**AIM:** Reproduce the passage from the PDF accessibility text word for word, starting with "So, what’s happening" and going on through "these ‘Path’ tags.".

Welcome to the world of document accessibility! Today, we’ll demystify a common issue that plagues many users – the ‘Path Object Not Tagged’ error – especially when working with Adobe Acrobat and files exported from InDesign.

Video Overview

Understanding the ‘Path Object Not Tagged’ Error

This error is frequently reported by the PAC 2021 checker, a tool that checks the accessibility of PDF files. During a check, you might come across a list of issues under the WCAG (Web Content Accessibility Guidelines) criteria. One of these is likely the ‘Path Object Not Tagged’ error.

So, what’s happening here? In this context, path objects typically refer to specific lines within a table exported from InDesign. They are recognized as objects that require tagging, but this process can be quite cumbersome and, unfortunately, it often gets overlooked, resulting in the aforementioned error.

Tackling the Issue Head-On

To address this issue, let’s look at a step-by-step process using an example document exported from InDesign and now open in Adobe Acrobat:

  1. Open the ‘Content’ panel located on the far left side of Adobe Acrobat. This allows you to review all the content present on each page.
  2. As you inspect each page, you’ll likely notice a plethora of ‘Path’ tags.
  3. Begin by selecting all these ‘Path’ tags.
  4. With the path objects selected, right-click and choose ‘Create Artifacts’.

**COLLECTED MATERIAL:**

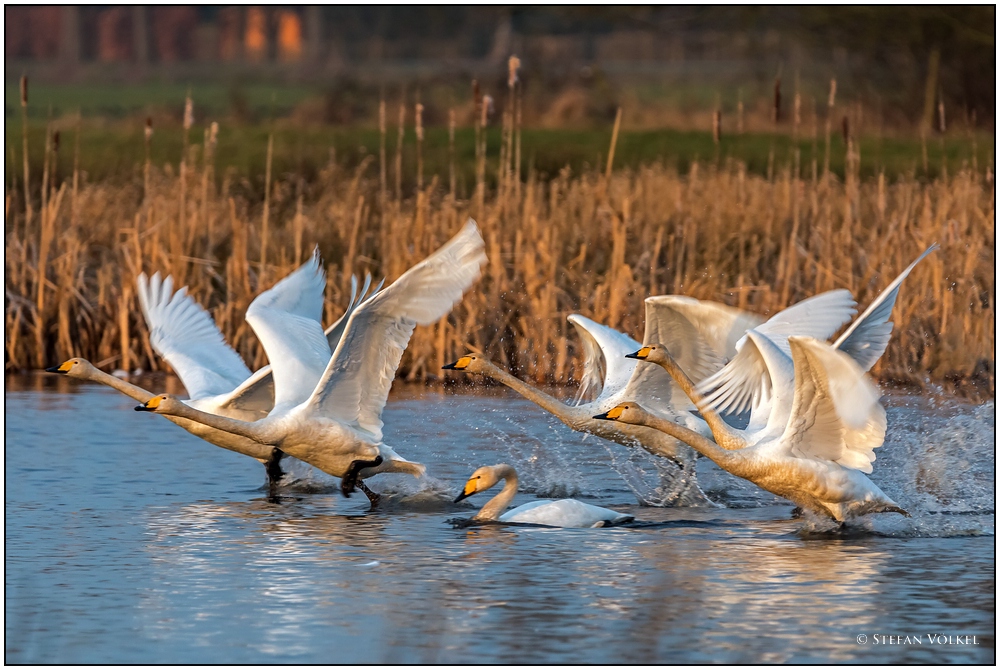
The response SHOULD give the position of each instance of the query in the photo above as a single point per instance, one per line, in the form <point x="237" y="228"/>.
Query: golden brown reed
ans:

**SOLUTION TO THIS TASK:**
So, what’s happening here? In this context, path objects typically refer to specific lines within a table exported from InDesign. They are recognized as objects that require tagging, but this process can be quite cumbersome and, unfortunately, it often gets overlooked, resulting in the aforementioned error.

Tackling the Issue Head-On

To address this issue, let’s look at a step-by-step process using an example document exported from InDesign and now open in Adobe Acrobat:

  1. Open the ‘Content’ panel located on the far left side of Adobe Acrobat. This allows you to review all the content present on each page.
  2. As you inspect each page, you’ll likely notice a plethora of ‘Path’ tags.
  3. Begin by selecting all these ‘Path’ tags.